# AIM:
Swap "Draw" for "Trace" in the records below, and give every record back with nothing else changed. Leave the pictures out.

# DATA PROVIDED:

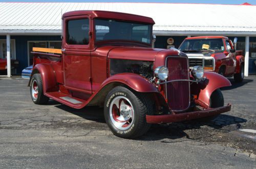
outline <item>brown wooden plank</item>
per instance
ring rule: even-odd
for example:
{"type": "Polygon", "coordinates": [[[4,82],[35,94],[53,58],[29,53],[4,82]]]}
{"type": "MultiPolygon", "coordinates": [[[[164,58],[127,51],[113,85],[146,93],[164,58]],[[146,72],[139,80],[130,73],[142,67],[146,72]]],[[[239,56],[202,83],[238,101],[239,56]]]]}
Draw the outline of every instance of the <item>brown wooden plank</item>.
{"type": "Polygon", "coordinates": [[[61,54],[61,49],[59,49],[45,48],[42,47],[33,47],[33,51],[61,54]]]}

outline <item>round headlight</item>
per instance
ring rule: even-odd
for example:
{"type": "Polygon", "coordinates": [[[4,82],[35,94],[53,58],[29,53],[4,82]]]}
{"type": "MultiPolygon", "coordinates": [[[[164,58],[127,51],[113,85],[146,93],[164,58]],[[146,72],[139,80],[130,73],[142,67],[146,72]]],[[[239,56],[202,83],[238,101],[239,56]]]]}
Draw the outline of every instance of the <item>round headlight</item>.
{"type": "Polygon", "coordinates": [[[204,75],[204,69],[201,66],[196,66],[191,70],[192,75],[197,79],[203,78],[204,75]]]}
{"type": "Polygon", "coordinates": [[[158,66],[154,71],[155,76],[160,80],[165,80],[168,77],[168,68],[163,66],[158,66]]]}

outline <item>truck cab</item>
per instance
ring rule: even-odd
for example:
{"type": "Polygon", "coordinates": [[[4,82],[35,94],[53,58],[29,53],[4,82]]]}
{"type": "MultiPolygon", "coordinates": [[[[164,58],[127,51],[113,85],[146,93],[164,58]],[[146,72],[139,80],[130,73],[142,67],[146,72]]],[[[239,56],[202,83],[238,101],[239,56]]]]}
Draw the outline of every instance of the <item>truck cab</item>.
{"type": "Polygon", "coordinates": [[[62,48],[33,49],[33,102],[102,106],[113,133],[129,138],[143,135],[151,124],[229,111],[219,88],[230,82],[200,66],[189,70],[187,55],[176,49],[152,48],[154,23],[110,11],[64,14],[62,48]]]}
{"type": "Polygon", "coordinates": [[[191,68],[203,66],[225,77],[234,77],[237,82],[244,76],[244,57],[242,50],[236,50],[233,42],[223,36],[201,36],[187,38],[179,49],[187,54],[191,68]]]}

# SOLVED EXERCISE:
outline <item>brown wooden plank</item>
per instance
ring rule: even-odd
for example:
{"type": "Polygon", "coordinates": [[[4,82],[35,94],[53,58],[29,53],[4,82]]]}
{"type": "MultiPolygon", "coordinates": [[[[164,58],[127,51],[113,85],[146,93],[164,58]],[[146,72],[139,80],[130,73],[142,67],[146,72]]],[[[239,56],[202,83],[238,101],[239,56]]]]}
Trace the outline of every instance of the <item>brown wooden plank</item>.
{"type": "Polygon", "coordinates": [[[61,54],[61,49],[59,49],[45,48],[42,47],[33,47],[33,51],[61,54]]]}

outline <item>round headlight</item>
per instance
ring rule: even-odd
for example:
{"type": "Polygon", "coordinates": [[[4,82],[35,94],[53,58],[29,53],[4,82]]]}
{"type": "MultiPolygon", "coordinates": [[[[164,58],[127,51],[113,85],[146,93],[164,58]],[[146,72],[139,80],[130,73],[142,67],[146,72]]],[[[239,56],[202,83],[238,101],[239,56]]]]}
Trace the outline of every instance of the <item>round headlight</item>.
{"type": "Polygon", "coordinates": [[[204,75],[204,69],[201,66],[196,66],[191,70],[192,75],[197,79],[203,78],[204,75]]]}
{"type": "Polygon", "coordinates": [[[158,66],[154,71],[155,76],[160,80],[165,80],[168,77],[168,68],[163,66],[158,66]]]}

outline <item>truck cab</item>
per instance
ring rule: even-odd
for example:
{"type": "Polygon", "coordinates": [[[4,82],[35,94],[53,58],[29,53],[4,82]]]}
{"type": "MultiPolygon", "coordinates": [[[[164,58],[127,51],[113,85],[146,93],[164,58]],[[146,72],[139,80],[130,73],[142,67],[146,72]]],[[[239,56],[202,83],[238,101],[239,56]]]]}
Trace the outline of every instance of the <item>truck cab</item>.
{"type": "Polygon", "coordinates": [[[62,48],[33,49],[33,102],[102,106],[113,133],[129,138],[143,135],[151,124],[229,111],[219,88],[230,82],[200,66],[189,70],[187,55],[176,49],[152,48],[154,23],[110,11],[64,14],[62,48]]]}
{"type": "Polygon", "coordinates": [[[191,68],[203,66],[225,77],[234,77],[237,82],[244,76],[244,57],[242,50],[236,50],[233,42],[223,36],[201,36],[187,38],[179,49],[187,54],[191,68]]]}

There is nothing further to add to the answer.